**CONSIGNES DE TRAVAIL**
Pouvez-vous restituer mot pour mot l'extrait sur le cubisme, en commençant aux mots « UNE PÉRIODE CHARNIÈRE » et en vous arrêtant après les mots « ces rapprochements historiques. » ?

**EXTRAIT CHOISI**

++++++++

UNE PÉRIODE CHARNIÈRE EN EUROPE
Tenter
de comprendre ce que furent les développements du cubisme, de 1907 à
1914, n’aurait guère de sens si, en préambule, l’on omettait l’évocation
de la scène artistique européenne, depuis les dernières décennies du
xixe siècle jusqu’à la Première Guerre mondiale. Il serait vain
d’étudier le cubisme sans ces rapprochements historiques.
L’ÉPOQUE DES PREMIÈRES INTERROGATIONS
En
ce début du XXe siècle, il semble qu’une rupture radicale et définitive
soit en train de s’accomplir. Avant le dadaïsme et la révolution surréaliste,
le cubisme sera une des séquences fortes parmi ces mutations radicales.
La peinture ne sera plus jamais pratiquée comme par le passé, ni vue,
ni comprise comme elle le fut durant des siècles.
Georges Braque (1882-1963)

++++++++

(Entrées de données enregistrées)
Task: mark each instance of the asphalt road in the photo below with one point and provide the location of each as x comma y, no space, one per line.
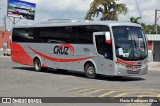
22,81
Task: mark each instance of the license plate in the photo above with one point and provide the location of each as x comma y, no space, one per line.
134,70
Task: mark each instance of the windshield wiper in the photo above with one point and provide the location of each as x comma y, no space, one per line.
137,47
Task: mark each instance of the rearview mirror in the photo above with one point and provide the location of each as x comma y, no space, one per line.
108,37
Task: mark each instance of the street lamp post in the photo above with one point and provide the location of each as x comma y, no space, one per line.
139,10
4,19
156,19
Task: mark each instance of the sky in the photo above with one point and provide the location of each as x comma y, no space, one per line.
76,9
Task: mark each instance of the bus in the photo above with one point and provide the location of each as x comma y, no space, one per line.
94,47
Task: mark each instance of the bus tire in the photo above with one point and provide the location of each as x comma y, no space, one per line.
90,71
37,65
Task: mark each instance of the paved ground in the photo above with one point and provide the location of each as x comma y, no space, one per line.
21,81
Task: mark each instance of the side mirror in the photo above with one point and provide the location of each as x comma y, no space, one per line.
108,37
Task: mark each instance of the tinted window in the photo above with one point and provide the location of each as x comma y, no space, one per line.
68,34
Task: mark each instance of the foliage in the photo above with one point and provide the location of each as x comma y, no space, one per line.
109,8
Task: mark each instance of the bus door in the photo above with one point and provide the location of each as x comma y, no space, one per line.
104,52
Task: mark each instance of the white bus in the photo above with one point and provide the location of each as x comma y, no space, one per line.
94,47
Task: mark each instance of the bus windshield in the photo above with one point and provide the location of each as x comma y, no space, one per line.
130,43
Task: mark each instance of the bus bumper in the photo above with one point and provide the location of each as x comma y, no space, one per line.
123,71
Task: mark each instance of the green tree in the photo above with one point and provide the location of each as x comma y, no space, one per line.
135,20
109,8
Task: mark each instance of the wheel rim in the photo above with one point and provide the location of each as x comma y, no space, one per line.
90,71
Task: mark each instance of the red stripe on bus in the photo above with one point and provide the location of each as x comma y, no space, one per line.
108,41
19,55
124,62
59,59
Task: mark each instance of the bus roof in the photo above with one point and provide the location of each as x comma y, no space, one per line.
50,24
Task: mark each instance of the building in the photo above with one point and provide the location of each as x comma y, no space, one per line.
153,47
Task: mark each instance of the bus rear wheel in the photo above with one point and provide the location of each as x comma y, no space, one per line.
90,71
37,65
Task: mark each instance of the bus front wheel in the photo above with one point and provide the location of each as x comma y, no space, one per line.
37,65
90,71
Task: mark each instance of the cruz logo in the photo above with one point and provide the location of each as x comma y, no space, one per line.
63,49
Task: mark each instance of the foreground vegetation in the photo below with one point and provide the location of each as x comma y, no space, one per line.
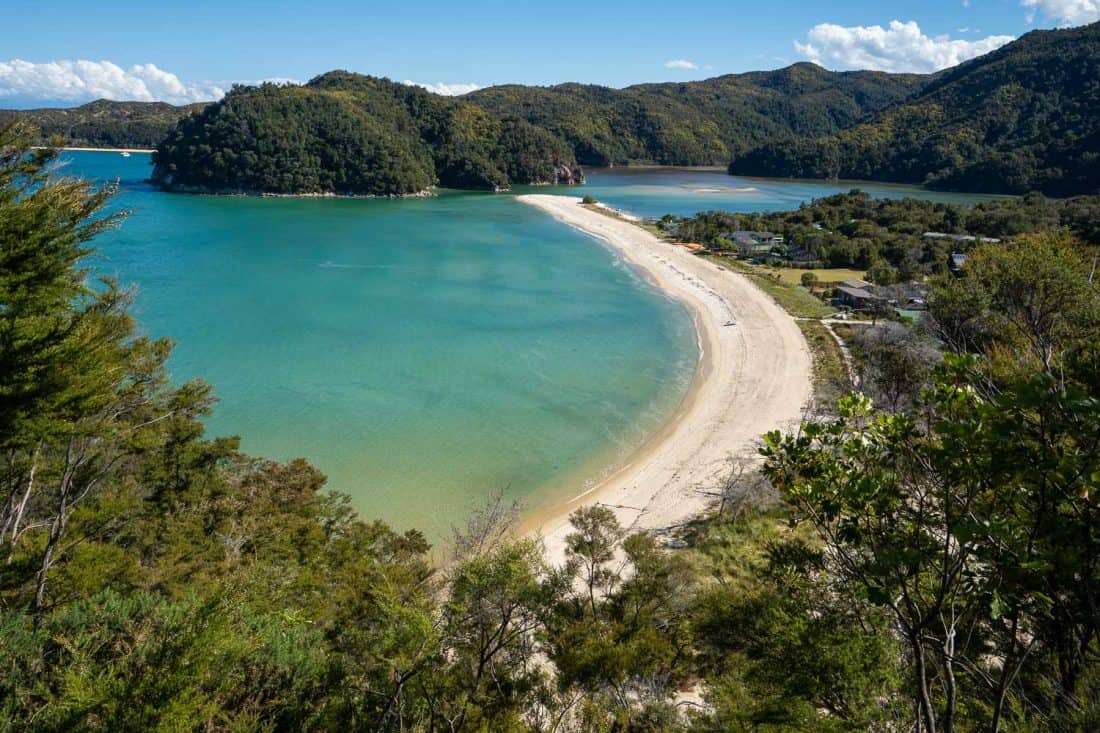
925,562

++++++++

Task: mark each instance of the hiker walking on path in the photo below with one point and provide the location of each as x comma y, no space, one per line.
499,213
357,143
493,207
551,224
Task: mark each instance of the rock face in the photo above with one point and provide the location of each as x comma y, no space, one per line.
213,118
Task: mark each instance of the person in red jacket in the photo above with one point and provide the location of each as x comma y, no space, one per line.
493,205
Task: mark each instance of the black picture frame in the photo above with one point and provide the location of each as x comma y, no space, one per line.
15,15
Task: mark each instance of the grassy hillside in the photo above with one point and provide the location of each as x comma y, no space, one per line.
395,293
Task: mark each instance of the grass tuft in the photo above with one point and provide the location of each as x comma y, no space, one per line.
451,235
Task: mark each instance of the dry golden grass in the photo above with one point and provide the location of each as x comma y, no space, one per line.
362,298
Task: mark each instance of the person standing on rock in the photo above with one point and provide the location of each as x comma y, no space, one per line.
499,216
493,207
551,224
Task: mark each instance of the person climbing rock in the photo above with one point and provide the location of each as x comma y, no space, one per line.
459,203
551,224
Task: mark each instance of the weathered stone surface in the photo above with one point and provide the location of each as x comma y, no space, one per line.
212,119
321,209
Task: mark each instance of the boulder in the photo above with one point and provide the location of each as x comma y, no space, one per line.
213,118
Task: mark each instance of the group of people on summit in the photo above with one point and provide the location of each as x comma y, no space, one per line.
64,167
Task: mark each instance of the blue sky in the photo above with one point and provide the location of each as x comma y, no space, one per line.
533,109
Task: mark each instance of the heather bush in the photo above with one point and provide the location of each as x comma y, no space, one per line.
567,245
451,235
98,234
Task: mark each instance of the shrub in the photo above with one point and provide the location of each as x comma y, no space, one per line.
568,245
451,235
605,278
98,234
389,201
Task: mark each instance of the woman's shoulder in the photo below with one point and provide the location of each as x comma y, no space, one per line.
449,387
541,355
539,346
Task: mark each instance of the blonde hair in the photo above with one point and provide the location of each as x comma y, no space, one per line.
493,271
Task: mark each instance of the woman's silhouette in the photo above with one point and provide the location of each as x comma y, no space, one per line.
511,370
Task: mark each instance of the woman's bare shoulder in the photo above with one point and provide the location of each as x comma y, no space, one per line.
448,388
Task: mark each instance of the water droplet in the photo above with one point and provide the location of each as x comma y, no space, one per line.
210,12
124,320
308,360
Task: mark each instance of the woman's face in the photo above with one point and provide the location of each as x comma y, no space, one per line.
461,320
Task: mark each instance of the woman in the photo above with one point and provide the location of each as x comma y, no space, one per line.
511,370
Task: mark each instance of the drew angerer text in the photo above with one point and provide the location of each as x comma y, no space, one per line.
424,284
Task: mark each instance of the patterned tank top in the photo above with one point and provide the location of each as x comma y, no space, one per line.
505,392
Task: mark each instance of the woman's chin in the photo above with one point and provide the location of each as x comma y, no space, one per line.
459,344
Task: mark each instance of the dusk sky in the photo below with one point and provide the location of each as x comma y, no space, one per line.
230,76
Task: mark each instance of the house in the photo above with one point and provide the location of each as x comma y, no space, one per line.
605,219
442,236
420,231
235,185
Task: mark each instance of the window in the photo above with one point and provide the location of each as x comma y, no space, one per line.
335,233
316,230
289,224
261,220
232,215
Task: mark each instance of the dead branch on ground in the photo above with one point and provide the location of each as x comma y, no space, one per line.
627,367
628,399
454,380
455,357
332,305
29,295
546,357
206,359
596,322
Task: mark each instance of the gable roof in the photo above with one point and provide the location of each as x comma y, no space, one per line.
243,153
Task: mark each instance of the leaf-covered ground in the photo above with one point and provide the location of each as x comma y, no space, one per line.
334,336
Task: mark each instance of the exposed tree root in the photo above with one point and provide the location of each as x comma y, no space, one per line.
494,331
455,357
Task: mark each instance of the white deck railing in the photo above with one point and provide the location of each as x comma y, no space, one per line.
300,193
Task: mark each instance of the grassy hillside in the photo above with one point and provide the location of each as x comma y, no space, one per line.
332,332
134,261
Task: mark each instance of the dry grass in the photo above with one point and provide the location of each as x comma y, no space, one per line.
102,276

++++++++

**RÉPONSE RÉDIGÉE**
UNE PÉRIODE CHARNIÈRE EN EUROPE
Tenter
de comprendre ce que furent les développements du cubisme, de 1907 à
1914, n’aurait guère de sens si, en préambule, l’on omettait l’évocation
de la scène artistique européenne, depuis les dernières décennies du
xixe siècle jusqu’à la Première Guerre mondiale. Il serait vain
d’étudier le cubisme sans ces rapprochements historiques.